### Excerto do documento
Tal como muitas outras adaptações de obras de Poe, este “The Raven” contenta-se em manter o título, algumas obsessões temáticas e um clima que se poderá dizer ter origem no belíssimo poema. Bela Lugosi interpreta a figura de um estranho doutor Richard Vollin, grande admirador de Poe que, nas horas livres da sua actividade de médico, se entretém a reconstituir, na cava da sua casa, uma verdadeira câmara de torturas, fabricando ele próprio cada um dos instrumentos de suplício imaginados por Edgar Allan Poe. Depois a história vai evoluindo em função de um crescendo de terror que conduzirá as vítimas a esse território de horror, encimado pelo célebre pêndulo da morte, mas onde não deixa de ter lugar igualmente uma câmara que se fecha sobre si própria, após o que as paredes começam a movimentarem-se no sentido de esmagar quem esteja aprisionado no seu interior.
Para introduzir um elemento romântico indispensável ao conforto das plateias, Friedlander inventa um paixão louca de Vollin por uma jovem que ele salva da morte, depois de um aparatoso acidente de automóvel, com que abre o filme, e que hipnotiza por forma a roubá-la ao seu noivo. A frágil figura da mulher perante as arremetidas brutais do sábio louco, eis as premissas habituais ao género. Há outras referências ao poema de Poe: a jovem que recupera inteiramente do acidente é bailarina e interpreta no teatro uma adaptação de “The Raven”. Vollin fica defenitivamente apaixonado pela mulher e pela sua interpretação, o que agudiza as situações e irá conduzir ao grande clímax.

### Dados de entrada
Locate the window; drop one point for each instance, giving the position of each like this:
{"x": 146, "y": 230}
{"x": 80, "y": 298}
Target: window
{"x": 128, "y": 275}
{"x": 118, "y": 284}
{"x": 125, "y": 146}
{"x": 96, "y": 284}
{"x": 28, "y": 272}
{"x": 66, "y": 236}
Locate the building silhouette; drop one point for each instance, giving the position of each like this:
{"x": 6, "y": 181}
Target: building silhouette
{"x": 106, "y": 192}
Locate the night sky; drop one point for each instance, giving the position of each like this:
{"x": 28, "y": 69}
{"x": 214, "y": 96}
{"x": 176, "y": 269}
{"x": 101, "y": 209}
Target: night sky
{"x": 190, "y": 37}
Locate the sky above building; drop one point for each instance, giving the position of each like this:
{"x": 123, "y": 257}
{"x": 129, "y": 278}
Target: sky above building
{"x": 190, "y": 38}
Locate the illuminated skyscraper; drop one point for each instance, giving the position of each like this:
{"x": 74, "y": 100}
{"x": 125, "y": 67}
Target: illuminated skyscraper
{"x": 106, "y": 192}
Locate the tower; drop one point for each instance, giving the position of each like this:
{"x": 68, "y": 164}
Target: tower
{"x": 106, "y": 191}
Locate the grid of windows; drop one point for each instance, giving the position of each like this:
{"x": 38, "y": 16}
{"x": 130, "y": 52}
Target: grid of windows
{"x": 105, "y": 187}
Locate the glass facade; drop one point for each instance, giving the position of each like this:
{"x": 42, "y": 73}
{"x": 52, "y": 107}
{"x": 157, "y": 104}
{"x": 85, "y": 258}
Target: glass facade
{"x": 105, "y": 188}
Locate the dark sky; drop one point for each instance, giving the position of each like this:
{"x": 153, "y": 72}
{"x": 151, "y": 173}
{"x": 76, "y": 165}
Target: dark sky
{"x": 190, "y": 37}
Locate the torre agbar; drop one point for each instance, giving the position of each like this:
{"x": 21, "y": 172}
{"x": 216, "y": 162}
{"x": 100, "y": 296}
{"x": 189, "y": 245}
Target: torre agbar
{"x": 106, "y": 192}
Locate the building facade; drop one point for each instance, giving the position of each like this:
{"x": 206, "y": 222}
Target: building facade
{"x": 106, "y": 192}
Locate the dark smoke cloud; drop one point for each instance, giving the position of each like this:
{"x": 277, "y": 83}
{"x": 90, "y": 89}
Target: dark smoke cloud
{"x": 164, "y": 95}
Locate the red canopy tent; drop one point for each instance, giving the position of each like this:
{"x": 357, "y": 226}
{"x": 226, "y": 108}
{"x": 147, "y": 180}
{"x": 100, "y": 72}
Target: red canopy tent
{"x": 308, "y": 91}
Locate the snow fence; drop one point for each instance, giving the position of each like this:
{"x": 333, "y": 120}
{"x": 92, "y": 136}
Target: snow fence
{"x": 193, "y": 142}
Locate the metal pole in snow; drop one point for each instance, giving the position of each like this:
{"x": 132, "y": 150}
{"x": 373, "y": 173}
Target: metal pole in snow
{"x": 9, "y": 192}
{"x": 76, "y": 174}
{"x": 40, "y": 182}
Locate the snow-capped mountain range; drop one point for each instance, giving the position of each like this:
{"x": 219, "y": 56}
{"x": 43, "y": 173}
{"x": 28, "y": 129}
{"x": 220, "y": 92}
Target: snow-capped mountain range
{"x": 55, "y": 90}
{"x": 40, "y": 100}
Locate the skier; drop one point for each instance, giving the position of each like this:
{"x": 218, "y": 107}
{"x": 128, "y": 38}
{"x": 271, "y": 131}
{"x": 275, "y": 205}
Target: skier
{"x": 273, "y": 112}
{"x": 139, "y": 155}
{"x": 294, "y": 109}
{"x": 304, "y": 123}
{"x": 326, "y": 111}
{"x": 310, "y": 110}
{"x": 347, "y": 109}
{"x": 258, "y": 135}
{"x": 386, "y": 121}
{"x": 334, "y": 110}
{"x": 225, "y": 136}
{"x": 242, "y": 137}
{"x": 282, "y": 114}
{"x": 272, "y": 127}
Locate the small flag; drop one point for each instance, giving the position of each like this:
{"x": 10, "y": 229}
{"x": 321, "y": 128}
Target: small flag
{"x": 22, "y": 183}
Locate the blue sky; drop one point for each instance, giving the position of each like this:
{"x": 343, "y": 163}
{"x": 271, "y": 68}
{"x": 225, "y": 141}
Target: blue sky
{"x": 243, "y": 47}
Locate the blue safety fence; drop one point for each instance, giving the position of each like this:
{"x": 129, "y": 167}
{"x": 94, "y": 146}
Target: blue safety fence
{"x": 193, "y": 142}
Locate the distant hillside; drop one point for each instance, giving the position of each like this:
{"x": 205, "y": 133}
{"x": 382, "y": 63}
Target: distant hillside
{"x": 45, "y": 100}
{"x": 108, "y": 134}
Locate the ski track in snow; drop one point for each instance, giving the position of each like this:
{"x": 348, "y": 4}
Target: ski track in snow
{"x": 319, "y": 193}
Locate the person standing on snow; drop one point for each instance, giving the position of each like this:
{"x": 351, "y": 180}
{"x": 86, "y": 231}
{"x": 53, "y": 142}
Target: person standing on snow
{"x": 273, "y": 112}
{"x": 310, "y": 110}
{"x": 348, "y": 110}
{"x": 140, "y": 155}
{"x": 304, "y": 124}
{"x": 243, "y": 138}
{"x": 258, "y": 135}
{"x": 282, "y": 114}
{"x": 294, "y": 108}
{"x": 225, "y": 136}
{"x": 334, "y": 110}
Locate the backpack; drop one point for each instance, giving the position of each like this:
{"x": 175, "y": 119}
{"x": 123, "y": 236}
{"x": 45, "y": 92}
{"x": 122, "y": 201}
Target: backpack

### Exercícios propostos
A: Indique todas as pessoas e personagens mencionadas pelo nome no excerto sobre o filme “The Raven”.
B: Transcreva fielmente, do excerto sobre o filme “The Raven”, o trecho que vai de “Para introduzir um” até “ao grande clímax.”.
Para resolver os exercícios, não é preciso recorrer às entradas.

### Exercícios resolvidos
A: Edgar Allan Poe, Bela Lugosi, Richard Vollin, Friedlander

B:
Para introduzir um elemento romântico indispensável ao conforto das plateias, Friedlander inventa um paixão louca de Vollin por uma jovem que ele salva da morte, depois de um aparatoso acidente de automóvel, com que abre o filme, e que hipnotiza por forma a roubá-la ao seu noivo. A frágil figura da mulher perante as arremetidas brutais do sábio louco, eis as premissas habituais ao género. Há outras referências ao poema de Poe: a jovem que recupera inteiramente do acidente é bailarina e interpreta no teatro uma adaptação de “The Raven”. Vollin fica defenitivamente apaixonado pela mulher e pela sua interpretação, o que agudiza as situações e irá conduzir ao grande clímax.